Problem description:
In duplicating the lines below, keep every word unchanged and drop the pictures.

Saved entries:
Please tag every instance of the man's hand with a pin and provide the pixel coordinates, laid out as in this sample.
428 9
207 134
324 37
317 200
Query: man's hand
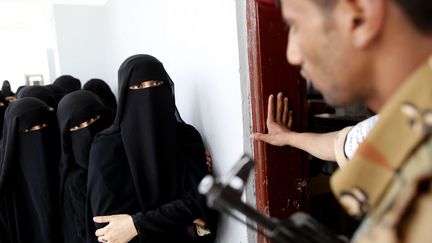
278 123
120 228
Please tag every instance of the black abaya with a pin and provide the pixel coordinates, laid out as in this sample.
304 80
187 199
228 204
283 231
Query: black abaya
29 174
74 109
157 157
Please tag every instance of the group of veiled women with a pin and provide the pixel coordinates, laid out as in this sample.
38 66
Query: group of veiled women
69 154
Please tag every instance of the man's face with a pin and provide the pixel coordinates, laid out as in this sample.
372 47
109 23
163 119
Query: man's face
319 43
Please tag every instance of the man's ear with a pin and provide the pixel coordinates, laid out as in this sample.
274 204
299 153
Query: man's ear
366 20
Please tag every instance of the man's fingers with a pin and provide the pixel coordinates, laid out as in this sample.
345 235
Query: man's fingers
100 232
260 137
279 107
270 109
285 112
102 219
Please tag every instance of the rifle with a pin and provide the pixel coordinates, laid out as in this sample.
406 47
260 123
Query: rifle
224 194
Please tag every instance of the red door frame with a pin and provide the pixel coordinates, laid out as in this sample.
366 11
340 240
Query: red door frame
281 173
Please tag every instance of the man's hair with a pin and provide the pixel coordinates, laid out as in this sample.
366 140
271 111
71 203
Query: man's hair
419 12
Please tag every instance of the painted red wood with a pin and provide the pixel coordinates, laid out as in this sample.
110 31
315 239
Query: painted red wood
279 171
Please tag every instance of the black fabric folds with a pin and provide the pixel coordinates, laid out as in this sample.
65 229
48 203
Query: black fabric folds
40 92
158 158
6 89
74 109
68 83
29 175
101 89
3 105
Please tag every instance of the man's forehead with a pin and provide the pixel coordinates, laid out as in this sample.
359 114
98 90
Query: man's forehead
293 8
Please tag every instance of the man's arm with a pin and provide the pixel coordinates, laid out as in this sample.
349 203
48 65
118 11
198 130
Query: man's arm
279 123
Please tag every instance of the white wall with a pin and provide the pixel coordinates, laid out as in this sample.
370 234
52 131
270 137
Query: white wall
81 41
197 42
24 41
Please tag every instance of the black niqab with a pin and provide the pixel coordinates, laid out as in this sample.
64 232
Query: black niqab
6 89
29 174
160 156
68 83
3 105
102 89
74 109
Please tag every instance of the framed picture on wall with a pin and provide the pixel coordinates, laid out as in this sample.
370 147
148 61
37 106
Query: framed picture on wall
34 79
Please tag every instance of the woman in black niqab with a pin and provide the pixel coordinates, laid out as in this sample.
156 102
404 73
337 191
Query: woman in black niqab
81 115
102 89
39 92
29 174
158 158
68 83
6 89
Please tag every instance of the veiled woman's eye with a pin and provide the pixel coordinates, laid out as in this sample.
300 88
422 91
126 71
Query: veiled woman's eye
134 87
36 128
84 124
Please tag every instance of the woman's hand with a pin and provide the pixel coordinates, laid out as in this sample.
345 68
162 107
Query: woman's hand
120 228
278 123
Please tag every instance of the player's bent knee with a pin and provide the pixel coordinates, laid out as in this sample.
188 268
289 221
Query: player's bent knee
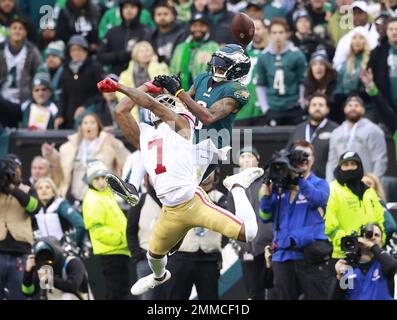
250 231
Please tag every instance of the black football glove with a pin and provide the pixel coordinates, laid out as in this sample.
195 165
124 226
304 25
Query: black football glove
171 83
157 81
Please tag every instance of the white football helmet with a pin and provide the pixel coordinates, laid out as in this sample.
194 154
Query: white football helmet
173 103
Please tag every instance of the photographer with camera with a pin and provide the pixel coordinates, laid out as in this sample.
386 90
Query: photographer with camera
295 200
351 203
370 274
18 203
52 274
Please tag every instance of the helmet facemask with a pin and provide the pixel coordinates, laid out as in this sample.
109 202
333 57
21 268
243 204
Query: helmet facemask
233 60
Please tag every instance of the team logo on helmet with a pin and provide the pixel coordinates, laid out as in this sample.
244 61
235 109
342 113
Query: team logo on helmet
233 60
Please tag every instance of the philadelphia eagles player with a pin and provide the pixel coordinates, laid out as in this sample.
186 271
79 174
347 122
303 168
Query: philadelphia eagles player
218 96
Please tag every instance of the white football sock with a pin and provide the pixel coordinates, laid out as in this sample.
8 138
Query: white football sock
245 212
157 265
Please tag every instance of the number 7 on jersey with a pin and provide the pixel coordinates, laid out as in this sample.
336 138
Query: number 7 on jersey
159 144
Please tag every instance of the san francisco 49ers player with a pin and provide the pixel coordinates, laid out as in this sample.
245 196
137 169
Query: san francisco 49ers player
174 164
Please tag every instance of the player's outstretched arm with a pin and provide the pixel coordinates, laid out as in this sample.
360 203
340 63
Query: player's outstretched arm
219 110
122 112
177 122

Answer space:
Please tag every instance of the man's hand with a pin and provide the pixel coordinates, laid out as in this sample.
428 9
207 134
324 37
317 200
Query: man's hand
278 123
120 228
Please tag every instance of the black abaya with a pin and provide the pixel coordinates, laid out as in this sample.
304 80
187 199
228 204
283 231
Query: black abaya
29 174
74 109
157 157
Please tag every instance of the group of veiled women with a pin and provide the pixel coordinates, laid out as in this sample.
38 66
Query: group of veiled women
69 154
Please tag every instance of the man's face with a pin and provide the pixel coordinates, laid out as in this sample.
372 47
109 23
163 119
Query: man's face
319 43
Please tag every instance of the man's ear with a pin and provide the pixel coordinates, laid out as in this sample.
274 204
299 153
Query: man's ear
366 20
Please tag every instance of the man's fingers with a pin and provide the pixel coordinates, laid out as in this sample.
345 235
Query: man's fingers
100 232
260 137
279 107
270 109
285 112
102 219
Please tag every instance of the rifle with a pin and provide the pixel coordinates, laid out as in this sample.
406 47
260 123
Query: rifle
224 194
Please tag every instance of the red door frame with a pin and provide the pixel coordinates, laid out as in this sample.
366 11
340 240
Query: red door frame
281 173
Please tag every instance of the man's hair with a pin and provide the pixel coordinates, laid out as in this sample.
366 140
271 111
71 203
Query: man's hair
419 12
Please tag every instance of the painted red wood with a pin and provide the pixel coordinates, laid out as in this sample.
110 31
315 239
Query: painted red wood
279 171
Please tag every instance of the black fabric folds with a pin and provide the pixel coordinates, laid out as in this sample.
65 229
48 203
Query: black fabric folds
40 92
158 158
6 89
74 109
68 83
29 175
101 89
3 105
Please tag every instance of the man's forehead with a pin and provide the pixel coordinates, laid out as in this sample.
359 114
98 90
Query: man's forehead
293 8
Please tag every instance of the man's arm with a pin and provide the pixel coordinates, laid out as in this sample.
349 203
48 65
118 11
198 130
Query: man's arm
279 123
Please tag every instance of the white wall with a pin and provide the pixel coordinates, laid out as in this sample.
370 234
52 131
270 137
Query: white wall
81 41
197 42
24 41
Please tag every instance of the black niqab with a pin and provide the pixel coordinates, laid out as in this sample.
64 232
Query: black niqab
6 89
29 174
160 156
68 83
3 105
102 89
74 109
Please tag every instance of the framed picture on wall with a pin and provide the pixel coordinates, laid out as in this sample.
370 147
148 61
37 106
Query: framed picture on wall
34 79
Please tag every instance of the woman in black niqab with a pin and provide the pixel coordinates, laid out as in this sample.
156 102
404 73
337 191
Query: woman in black niqab
81 115
102 89
39 92
29 174
158 158
68 83
6 89
Please tag every instance of the veiled woman's eye with a pin and provide the pixel coordinates, laid out as in this sample.
300 88
422 91
126 71
Query: veiled woman's eye
134 87
36 128
84 124
Please tag every instance of the woman's hand with a pin and provide the pixel coordinates, laid out as in this sample.
345 68
162 107
Query: woman's hand
120 228
278 123
Please tag every instance of the player's bent knee with a pin and provide the pixel coordinates, laid out as in this sample.
188 268
289 221
Query: player's bent knee
250 231
Please tag every instance of the black football glove with a pin and provide the pixel coordinates, laid out as in this sample.
195 165
124 226
304 25
Query: black football glove
171 83
157 81
Please tag every instance of the white football helmet with a pin and provide the pixel coordinates, laid out as in this sample.
194 154
Query: white football helmet
173 103
Please tag every instance of the photographer with camera with a pin and provide the pixel coordinates, laid out as in this sample.
386 90
Query: photographer with camera
295 200
351 203
370 274
18 203
52 274
Please tag every instance of the helmet facemask with a pin and provide the pixel coordinates, laid out as in this sample.
109 202
333 57
21 268
243 204
Query: helmet facemask
233 60
Please tag every instance of the team logo on helmet with a pin and provide the pixel coordinates, laid out as in this sample.
244 61
235 109
342 113
Query: team logo on helmet
233 60
Please tag every instance of the philadelphia eagles player with a pin and provide the pixel coordinates, laid out as in this sample.
186 271
79 174
347 122
303 168
Query: philadelphia eagles player
218 96
Please tag every instance of the white football sock with a pin and provide the pixel coordinates, laid out as in this sample.
8 138
Query: white football sock
245 212
157 265
Please tag every instance of the number 7 on jersey with a pin and provide the pixel coordinates, laid out as in this sample.
336 138
Query: number 7 on jersey
159 144
Please tag every instance of the san francisco 49ers player with a pin and provide the pixel coordinates, laid out as in this sample.
245 196
137 169
Query: san francisco 49ers player
174 164
Please tag every instance of the player's outstretched arm with a pin and provide the pixel coordinates, laid out as in this sample.
360 203
340 63
Query: player's outstretched arm
219 110
122 112
177 122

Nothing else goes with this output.